* **Your instructions**
The records below are to be transcribed exactly from their first line to the line that has "Target: floating white debris", inclusive, with every picture omitted.

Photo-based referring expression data
╭──
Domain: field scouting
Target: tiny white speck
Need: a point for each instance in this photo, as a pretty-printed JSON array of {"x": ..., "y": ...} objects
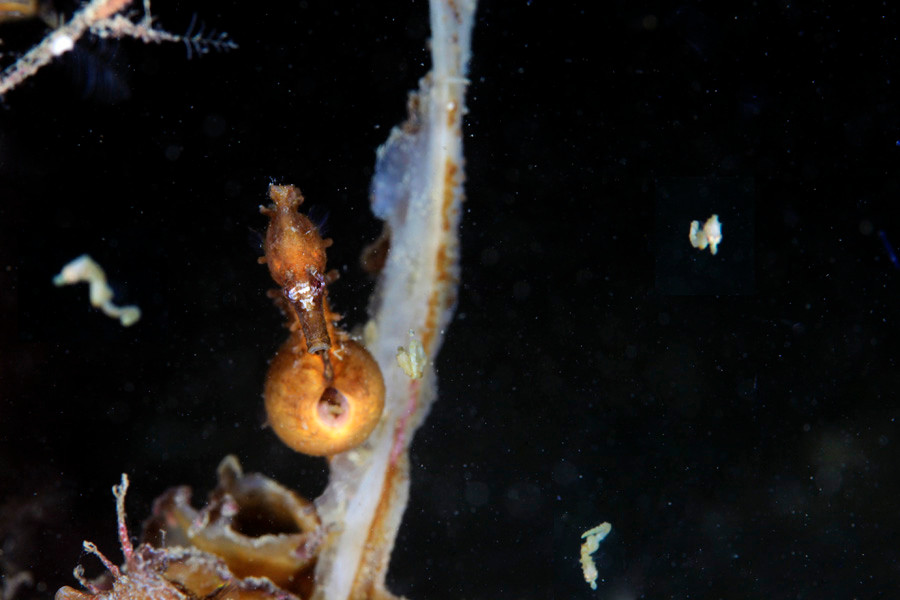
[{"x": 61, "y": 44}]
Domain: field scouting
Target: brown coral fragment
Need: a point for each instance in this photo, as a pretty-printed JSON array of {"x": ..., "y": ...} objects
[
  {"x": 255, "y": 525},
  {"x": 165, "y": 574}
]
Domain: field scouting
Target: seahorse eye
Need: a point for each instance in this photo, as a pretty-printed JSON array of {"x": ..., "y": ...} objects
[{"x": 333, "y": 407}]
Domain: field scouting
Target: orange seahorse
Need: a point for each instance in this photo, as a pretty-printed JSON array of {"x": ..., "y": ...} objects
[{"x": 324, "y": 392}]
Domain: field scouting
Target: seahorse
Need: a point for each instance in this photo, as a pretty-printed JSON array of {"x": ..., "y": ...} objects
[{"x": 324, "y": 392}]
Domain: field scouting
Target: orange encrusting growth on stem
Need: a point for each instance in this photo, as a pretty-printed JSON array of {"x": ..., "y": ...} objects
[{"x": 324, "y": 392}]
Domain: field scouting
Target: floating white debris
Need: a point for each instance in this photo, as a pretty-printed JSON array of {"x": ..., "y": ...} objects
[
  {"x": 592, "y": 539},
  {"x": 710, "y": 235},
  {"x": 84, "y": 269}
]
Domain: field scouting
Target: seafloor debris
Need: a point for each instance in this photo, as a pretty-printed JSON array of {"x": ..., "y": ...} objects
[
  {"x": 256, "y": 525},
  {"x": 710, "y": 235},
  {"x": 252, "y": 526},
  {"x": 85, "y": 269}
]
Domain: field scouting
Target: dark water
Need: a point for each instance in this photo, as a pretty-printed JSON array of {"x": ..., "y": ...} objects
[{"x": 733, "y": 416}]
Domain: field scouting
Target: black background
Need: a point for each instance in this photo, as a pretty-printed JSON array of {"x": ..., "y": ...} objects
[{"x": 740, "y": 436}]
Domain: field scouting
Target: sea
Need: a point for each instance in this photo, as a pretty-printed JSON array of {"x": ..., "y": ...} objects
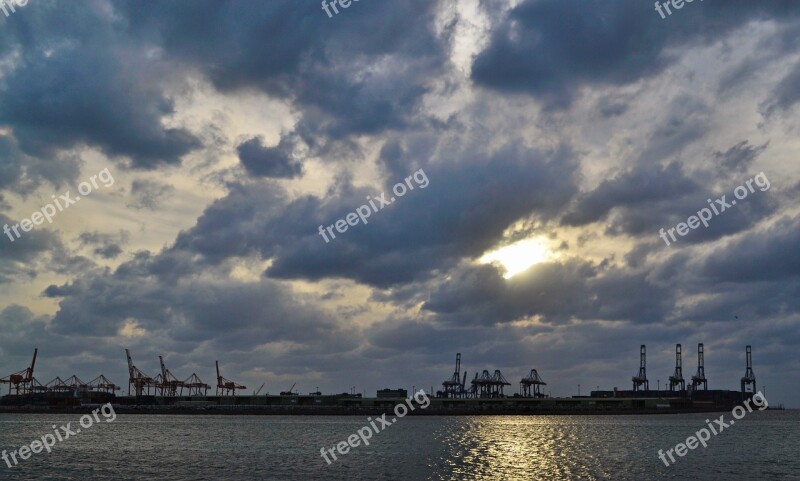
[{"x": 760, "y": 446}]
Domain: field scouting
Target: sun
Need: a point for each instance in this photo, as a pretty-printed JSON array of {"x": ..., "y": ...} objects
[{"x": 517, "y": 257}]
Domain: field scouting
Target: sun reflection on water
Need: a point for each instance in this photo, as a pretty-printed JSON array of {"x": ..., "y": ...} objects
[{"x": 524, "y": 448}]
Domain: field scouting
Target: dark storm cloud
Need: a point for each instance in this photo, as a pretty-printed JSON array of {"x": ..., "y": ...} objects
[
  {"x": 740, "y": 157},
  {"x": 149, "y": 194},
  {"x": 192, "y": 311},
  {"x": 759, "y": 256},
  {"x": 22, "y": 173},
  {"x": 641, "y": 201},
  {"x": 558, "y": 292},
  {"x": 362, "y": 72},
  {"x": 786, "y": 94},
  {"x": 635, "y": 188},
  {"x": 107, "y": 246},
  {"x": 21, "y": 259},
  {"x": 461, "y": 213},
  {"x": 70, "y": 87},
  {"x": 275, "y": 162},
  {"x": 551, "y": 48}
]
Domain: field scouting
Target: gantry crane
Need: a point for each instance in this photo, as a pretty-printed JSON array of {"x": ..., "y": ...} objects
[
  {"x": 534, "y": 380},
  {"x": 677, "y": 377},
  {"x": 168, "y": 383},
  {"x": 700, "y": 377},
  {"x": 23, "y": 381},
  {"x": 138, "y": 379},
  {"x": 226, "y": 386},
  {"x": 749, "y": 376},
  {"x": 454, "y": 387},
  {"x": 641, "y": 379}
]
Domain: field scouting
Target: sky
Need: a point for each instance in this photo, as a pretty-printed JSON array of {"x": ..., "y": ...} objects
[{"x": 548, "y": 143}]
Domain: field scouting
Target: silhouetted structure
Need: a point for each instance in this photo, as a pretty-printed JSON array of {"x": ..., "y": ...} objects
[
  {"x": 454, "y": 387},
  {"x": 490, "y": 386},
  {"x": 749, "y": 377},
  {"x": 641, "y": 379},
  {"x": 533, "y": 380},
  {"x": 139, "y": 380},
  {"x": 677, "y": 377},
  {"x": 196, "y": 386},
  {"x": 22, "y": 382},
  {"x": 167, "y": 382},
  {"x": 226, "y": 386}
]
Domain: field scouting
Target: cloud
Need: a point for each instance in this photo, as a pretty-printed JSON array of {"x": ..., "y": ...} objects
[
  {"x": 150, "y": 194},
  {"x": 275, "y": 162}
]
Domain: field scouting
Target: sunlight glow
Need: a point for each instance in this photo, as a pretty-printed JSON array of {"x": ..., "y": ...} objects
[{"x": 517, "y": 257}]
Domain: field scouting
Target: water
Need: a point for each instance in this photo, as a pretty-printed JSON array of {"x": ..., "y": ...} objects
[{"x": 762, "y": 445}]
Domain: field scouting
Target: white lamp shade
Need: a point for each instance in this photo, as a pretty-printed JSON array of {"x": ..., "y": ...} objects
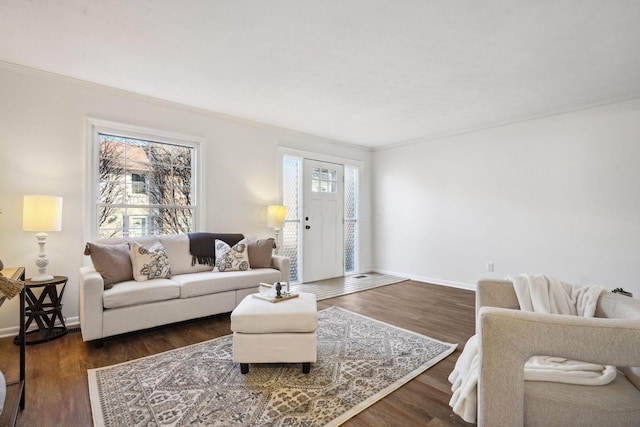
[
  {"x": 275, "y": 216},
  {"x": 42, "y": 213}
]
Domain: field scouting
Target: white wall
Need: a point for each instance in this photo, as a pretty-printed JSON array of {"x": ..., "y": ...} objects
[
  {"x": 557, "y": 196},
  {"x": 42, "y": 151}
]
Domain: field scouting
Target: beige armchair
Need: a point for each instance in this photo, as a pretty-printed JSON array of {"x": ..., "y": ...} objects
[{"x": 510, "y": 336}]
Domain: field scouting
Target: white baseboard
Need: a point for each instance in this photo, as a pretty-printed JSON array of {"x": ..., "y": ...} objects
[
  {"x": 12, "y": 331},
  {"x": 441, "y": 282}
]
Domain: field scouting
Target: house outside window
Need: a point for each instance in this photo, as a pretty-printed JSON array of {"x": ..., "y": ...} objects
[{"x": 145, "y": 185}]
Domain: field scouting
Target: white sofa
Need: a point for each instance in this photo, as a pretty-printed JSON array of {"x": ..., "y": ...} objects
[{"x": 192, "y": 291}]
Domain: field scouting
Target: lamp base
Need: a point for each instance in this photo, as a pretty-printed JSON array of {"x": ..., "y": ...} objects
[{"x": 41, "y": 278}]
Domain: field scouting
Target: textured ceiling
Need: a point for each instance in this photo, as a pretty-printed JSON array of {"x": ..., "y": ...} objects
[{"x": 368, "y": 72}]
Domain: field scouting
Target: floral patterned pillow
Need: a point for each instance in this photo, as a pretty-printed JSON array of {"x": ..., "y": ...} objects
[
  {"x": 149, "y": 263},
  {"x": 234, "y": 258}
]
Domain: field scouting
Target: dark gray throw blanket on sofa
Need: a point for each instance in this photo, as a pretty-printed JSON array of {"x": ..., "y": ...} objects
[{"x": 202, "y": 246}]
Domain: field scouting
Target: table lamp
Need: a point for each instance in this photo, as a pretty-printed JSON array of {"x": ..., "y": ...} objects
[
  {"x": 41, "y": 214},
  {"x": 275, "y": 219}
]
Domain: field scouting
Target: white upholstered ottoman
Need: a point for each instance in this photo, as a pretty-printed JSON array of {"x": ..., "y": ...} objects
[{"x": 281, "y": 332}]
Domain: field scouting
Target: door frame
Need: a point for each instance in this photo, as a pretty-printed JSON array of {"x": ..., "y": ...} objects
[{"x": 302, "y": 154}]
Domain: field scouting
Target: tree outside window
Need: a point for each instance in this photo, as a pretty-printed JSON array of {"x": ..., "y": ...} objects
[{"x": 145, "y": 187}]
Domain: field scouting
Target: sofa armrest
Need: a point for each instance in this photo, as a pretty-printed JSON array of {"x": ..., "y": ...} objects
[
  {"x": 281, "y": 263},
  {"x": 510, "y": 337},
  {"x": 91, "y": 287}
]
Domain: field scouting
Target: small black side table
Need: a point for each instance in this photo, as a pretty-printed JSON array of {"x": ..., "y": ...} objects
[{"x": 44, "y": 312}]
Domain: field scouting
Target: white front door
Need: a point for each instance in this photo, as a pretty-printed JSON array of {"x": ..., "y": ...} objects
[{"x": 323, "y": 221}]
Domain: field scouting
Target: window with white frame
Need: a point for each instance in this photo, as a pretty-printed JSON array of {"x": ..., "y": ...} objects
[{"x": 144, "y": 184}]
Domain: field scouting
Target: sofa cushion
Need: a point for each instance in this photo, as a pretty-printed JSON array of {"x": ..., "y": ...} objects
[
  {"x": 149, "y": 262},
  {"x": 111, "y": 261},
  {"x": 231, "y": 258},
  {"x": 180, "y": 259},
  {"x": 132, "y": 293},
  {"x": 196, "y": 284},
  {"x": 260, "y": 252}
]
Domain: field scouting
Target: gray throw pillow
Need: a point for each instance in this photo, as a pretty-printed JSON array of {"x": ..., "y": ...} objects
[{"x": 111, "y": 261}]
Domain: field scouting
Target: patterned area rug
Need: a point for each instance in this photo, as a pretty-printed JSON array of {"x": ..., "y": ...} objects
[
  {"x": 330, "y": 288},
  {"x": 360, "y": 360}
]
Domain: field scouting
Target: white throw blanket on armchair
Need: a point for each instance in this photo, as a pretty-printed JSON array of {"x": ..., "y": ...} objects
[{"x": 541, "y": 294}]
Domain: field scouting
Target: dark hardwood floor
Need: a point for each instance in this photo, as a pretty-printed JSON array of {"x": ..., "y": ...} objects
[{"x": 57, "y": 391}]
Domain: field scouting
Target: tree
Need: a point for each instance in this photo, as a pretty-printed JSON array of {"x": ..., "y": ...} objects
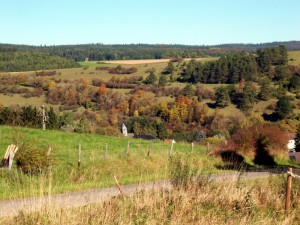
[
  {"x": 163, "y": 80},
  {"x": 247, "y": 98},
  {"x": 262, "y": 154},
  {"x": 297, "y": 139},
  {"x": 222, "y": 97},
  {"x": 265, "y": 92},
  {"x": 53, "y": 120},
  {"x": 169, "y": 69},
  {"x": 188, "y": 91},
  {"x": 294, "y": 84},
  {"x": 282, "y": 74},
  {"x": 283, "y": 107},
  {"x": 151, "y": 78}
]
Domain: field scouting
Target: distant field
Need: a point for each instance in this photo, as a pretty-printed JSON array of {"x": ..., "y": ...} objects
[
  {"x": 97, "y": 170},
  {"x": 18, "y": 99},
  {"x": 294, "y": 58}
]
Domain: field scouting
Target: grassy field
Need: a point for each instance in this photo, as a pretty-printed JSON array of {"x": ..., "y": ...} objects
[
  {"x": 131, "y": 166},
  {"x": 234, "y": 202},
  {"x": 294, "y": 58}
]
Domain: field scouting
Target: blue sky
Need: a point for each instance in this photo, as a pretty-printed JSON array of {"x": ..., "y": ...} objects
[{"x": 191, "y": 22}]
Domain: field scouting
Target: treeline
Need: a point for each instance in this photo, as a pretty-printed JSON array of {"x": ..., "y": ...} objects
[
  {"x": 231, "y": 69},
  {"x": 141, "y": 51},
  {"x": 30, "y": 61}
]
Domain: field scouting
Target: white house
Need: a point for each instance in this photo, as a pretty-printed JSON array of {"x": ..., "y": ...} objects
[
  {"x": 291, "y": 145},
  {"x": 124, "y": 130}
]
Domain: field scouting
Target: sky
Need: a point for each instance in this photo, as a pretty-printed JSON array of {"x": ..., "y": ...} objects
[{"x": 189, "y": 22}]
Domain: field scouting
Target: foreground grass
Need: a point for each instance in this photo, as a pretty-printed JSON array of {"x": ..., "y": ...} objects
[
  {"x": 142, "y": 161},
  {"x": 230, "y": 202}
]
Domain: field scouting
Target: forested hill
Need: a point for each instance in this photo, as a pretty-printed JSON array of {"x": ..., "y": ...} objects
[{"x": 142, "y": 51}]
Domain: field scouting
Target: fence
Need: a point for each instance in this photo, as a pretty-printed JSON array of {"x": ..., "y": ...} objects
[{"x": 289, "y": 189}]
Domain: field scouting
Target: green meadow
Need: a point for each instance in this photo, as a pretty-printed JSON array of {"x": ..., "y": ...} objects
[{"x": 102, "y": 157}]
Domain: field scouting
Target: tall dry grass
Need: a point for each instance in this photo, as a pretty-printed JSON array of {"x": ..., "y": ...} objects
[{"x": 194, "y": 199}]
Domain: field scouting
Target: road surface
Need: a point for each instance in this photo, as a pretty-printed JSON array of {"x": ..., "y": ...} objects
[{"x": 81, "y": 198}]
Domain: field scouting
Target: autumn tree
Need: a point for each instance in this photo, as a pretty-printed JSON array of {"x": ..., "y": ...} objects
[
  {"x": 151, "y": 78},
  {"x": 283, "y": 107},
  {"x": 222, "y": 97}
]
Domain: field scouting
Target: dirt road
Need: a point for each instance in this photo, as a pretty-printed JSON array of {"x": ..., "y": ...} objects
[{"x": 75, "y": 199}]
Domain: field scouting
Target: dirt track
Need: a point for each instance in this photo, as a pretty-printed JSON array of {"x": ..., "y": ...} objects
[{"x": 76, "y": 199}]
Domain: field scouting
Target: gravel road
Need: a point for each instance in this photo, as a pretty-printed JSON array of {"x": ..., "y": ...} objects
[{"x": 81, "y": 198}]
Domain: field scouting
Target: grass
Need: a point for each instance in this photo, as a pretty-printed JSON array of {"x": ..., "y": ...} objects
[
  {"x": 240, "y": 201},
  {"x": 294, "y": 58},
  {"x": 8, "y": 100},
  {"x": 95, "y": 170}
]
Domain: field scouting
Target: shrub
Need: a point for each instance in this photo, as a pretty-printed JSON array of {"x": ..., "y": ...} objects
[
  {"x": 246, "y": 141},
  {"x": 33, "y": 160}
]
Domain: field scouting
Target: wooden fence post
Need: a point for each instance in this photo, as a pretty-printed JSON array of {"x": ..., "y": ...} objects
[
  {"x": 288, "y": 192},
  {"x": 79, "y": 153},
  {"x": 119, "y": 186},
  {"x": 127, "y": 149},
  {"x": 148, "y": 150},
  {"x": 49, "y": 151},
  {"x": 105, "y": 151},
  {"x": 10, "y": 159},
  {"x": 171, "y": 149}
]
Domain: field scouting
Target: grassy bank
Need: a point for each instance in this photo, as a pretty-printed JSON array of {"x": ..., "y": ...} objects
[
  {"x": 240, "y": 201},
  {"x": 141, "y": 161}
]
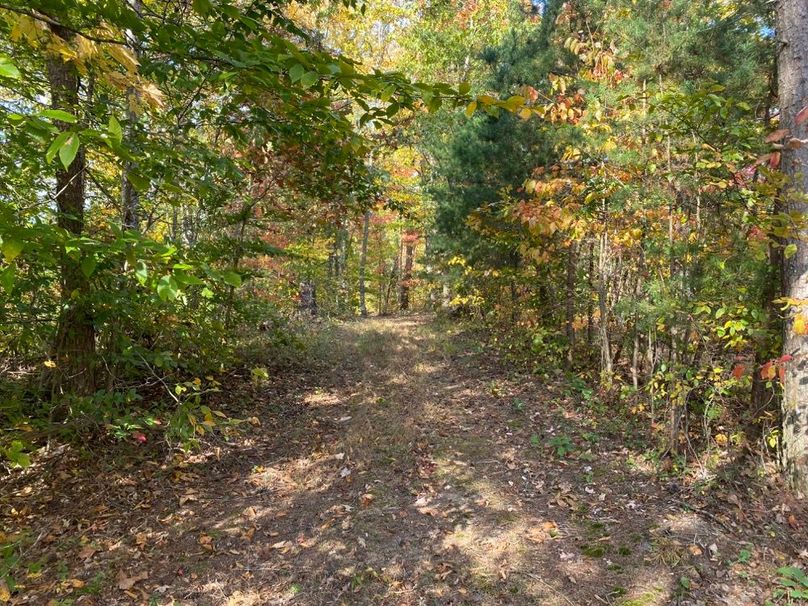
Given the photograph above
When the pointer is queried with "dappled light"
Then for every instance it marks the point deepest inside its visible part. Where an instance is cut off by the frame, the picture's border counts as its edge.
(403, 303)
╰──
* **Task answer**
Domain: field scouting
Target: tiny white speck
Need: a point for each instance in this photo, as a pretty-printed JSON array of {"x": ..., "y": ...} objects
[{"x": 61, "y": 44}]
Domain: field scouting
Target: brown coral fragment
Need: a point for each instance in this photo, as a pretty-printed JSON array of {"x": ..., "y": ...} objects
[
  {"x": 255, "y": 525},
  {"x": 165, "y": 574}
]
Domain: field scouting
Target: seahorse eye
Need: a point for each instance in this photo, as a pretty-printed JSON array of {"x": ..., "y": ...} objects
[{"x": 333, "y": 407}]
Domain: field scouting
Target: orange seahorse
Need: a point for each instance in this photo, as a pretty-printed JSON array of {"x": ..., "y": ...} objects
[{"x": 324, "y": 392}]
Domain: field scouting
Target: seahorse
Need: a point for each instance in this photo, as a pretty-printed JSON array of {"x": ..., "y": ...} objects
[{"x": 324, "y": 392}]
Domain: field scouting
Target: orange encrusting growth on stem
Need: a point for each instance in this photo, as a pretty-printed JSON array of {"x": ..., "y": ...} objects
[{"x": 324, "y": 392}]
Domain: field scouting
Target: floating white debris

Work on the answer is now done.